§ **Records contained in a dataset**:
┌──
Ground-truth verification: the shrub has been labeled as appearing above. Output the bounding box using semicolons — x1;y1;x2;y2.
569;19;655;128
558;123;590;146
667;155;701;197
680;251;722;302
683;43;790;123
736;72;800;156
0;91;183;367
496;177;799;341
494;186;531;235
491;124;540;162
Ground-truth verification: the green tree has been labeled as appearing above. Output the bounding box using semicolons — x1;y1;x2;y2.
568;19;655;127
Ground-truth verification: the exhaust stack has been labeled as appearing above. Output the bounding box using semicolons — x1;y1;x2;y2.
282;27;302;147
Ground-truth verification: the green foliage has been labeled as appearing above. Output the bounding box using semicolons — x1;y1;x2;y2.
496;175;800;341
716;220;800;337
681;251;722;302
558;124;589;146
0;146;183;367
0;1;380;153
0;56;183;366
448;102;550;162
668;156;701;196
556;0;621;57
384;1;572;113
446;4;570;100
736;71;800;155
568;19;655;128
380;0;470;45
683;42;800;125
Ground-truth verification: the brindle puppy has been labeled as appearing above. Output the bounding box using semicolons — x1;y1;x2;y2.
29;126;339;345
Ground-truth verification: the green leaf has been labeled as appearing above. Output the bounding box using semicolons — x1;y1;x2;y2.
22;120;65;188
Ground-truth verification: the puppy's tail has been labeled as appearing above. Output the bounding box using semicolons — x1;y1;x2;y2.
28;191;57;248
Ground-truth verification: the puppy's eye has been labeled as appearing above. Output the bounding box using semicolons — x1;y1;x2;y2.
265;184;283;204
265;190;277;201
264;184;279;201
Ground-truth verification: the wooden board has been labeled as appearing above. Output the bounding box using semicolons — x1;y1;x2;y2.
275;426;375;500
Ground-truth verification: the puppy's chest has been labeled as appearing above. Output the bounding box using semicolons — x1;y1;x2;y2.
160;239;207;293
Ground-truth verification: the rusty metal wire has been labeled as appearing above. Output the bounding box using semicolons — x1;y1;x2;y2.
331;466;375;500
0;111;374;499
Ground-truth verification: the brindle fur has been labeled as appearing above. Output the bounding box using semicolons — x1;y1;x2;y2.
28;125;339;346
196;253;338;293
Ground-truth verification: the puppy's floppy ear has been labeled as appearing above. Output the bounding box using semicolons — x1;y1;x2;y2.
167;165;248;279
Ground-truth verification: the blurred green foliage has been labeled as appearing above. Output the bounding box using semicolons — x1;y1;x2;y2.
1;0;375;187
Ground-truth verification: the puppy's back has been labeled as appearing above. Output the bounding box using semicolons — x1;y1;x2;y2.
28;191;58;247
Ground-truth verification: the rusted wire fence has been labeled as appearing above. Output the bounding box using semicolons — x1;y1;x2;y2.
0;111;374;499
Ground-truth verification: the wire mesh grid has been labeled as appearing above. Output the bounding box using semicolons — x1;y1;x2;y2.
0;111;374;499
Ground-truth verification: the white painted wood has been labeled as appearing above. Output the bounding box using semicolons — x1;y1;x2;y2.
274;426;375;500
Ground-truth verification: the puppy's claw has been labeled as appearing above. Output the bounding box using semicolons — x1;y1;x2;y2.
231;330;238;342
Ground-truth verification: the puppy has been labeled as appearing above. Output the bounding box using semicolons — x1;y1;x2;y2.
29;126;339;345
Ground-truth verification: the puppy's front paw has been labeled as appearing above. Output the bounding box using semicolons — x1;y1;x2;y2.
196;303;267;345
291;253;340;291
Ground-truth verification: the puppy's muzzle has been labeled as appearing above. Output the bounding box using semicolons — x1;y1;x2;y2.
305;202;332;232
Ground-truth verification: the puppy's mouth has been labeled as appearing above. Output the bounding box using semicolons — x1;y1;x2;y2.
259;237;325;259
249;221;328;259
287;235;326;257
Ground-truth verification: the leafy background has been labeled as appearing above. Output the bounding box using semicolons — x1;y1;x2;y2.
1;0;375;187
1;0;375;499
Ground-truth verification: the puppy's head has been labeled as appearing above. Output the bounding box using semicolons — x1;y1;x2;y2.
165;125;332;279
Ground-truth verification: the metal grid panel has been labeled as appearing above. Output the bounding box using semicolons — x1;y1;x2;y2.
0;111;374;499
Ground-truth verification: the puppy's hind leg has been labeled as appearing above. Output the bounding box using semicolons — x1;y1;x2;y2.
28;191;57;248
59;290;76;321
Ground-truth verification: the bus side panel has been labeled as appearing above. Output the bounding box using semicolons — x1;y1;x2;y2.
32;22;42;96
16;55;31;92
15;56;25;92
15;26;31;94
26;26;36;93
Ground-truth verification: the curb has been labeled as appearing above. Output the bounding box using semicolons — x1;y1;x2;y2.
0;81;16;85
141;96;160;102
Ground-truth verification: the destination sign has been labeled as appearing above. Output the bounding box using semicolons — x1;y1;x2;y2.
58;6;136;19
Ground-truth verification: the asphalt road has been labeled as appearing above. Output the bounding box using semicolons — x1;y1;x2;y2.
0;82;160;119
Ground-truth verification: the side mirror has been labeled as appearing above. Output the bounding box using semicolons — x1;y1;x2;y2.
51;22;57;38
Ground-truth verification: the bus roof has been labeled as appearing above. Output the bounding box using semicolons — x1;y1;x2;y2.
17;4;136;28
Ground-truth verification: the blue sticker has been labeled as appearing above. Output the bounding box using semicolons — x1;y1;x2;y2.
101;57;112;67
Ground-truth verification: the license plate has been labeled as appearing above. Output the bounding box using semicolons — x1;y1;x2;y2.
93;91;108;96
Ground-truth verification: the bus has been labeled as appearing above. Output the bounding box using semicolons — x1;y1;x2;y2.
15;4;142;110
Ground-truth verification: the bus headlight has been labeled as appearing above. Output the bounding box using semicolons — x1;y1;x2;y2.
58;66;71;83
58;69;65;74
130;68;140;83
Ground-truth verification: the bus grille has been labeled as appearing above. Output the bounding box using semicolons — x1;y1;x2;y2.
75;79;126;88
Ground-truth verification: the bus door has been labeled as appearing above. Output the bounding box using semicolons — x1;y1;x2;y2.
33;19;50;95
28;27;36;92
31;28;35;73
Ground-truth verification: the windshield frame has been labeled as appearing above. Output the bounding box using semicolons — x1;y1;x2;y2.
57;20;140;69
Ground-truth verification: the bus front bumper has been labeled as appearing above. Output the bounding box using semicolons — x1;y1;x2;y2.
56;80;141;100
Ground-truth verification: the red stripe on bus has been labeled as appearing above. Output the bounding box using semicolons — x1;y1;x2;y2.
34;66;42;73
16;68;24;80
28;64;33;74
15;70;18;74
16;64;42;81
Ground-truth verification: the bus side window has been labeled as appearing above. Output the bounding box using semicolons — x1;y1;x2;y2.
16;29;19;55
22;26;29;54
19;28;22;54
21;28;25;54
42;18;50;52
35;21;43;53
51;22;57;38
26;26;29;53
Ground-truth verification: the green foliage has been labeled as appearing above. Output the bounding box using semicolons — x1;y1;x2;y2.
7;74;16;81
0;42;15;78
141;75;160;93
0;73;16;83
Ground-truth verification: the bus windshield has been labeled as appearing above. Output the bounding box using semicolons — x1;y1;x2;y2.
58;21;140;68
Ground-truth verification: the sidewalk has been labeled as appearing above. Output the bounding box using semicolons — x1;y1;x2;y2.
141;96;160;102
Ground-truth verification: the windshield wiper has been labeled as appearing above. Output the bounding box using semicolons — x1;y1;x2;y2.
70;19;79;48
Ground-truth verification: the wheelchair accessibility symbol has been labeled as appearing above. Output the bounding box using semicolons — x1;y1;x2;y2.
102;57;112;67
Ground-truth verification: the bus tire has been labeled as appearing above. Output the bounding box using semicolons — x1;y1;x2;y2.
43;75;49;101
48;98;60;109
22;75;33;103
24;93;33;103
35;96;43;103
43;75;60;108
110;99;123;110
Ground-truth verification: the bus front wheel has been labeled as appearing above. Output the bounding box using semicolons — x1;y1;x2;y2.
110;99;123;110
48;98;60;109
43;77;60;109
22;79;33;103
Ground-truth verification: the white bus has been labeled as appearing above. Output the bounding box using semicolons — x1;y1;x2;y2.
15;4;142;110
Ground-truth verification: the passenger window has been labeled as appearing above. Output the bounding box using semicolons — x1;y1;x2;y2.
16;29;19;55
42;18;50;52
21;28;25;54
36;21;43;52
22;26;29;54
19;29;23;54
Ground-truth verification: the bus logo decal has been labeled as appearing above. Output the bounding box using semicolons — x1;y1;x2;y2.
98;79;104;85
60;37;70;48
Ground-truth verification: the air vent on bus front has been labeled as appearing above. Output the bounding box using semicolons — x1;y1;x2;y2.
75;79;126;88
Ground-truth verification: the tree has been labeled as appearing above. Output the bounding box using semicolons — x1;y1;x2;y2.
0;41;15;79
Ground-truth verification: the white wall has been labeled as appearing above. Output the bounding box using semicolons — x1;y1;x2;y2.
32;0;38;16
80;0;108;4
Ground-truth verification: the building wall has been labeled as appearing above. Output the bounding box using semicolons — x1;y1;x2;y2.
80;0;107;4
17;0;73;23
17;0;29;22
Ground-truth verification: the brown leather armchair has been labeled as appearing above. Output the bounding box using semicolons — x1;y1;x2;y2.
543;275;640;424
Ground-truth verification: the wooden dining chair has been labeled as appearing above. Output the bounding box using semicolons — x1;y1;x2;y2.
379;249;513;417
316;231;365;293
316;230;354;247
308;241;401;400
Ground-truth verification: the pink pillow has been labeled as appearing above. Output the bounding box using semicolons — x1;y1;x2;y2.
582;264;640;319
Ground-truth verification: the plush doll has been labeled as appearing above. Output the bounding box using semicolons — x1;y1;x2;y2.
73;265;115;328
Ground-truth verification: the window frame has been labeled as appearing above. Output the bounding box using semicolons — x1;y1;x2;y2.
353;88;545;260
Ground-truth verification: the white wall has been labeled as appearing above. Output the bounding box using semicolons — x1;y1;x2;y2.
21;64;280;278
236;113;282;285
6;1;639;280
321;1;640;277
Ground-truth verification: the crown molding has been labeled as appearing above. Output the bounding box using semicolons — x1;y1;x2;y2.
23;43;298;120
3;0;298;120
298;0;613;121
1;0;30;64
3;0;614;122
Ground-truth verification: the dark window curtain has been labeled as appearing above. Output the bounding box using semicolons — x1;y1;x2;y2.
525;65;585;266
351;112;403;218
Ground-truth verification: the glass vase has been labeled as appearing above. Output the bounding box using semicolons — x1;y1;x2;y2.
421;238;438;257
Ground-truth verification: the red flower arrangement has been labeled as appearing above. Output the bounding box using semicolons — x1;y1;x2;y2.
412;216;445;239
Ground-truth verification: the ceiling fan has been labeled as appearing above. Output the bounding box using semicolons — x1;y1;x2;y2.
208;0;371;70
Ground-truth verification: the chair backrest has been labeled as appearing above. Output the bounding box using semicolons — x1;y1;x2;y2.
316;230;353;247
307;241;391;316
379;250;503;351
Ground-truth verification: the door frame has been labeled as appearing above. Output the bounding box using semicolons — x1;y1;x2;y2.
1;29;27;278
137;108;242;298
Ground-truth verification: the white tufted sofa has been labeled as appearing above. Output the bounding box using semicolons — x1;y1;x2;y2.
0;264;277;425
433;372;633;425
└──
§ **WORK TASK**: Take the lines above from the one holding "Ground-truth verification: the red flower" to the last and output them exactly.

§ **ANSWER SECTION**:
Ground-truth verification: the red flower arrangement has been labeled as appearing above. Output the bounding box using semicolons — x1;y1;x2;y2.
412;216;445;239
Ground-truth verification: the ceiling fan has been labeled as appearing above. Output the bounding box using semicolons — x1;y1;x2;y2.
208;0;371;70
Ground-truth verification: the chair backrest has been labeled as appearing above. Output the bounding box using semicolons — x1;y1;x2;y2.
316;230;353;247
307;241;391;316
379;250;503;351
Ground-truth verification: the door frame has been labeled as appearing above. Output the bounding box using semicolons — x1;y1;x2;y2.
1;29;27;278
137;108;242;298
Ground-truth verification: the white tufted sofa has been labeled as appearing above. Output the bounding box using semicolons — x1;y1;x2;y2.
0;264;277;425
433;372;633;425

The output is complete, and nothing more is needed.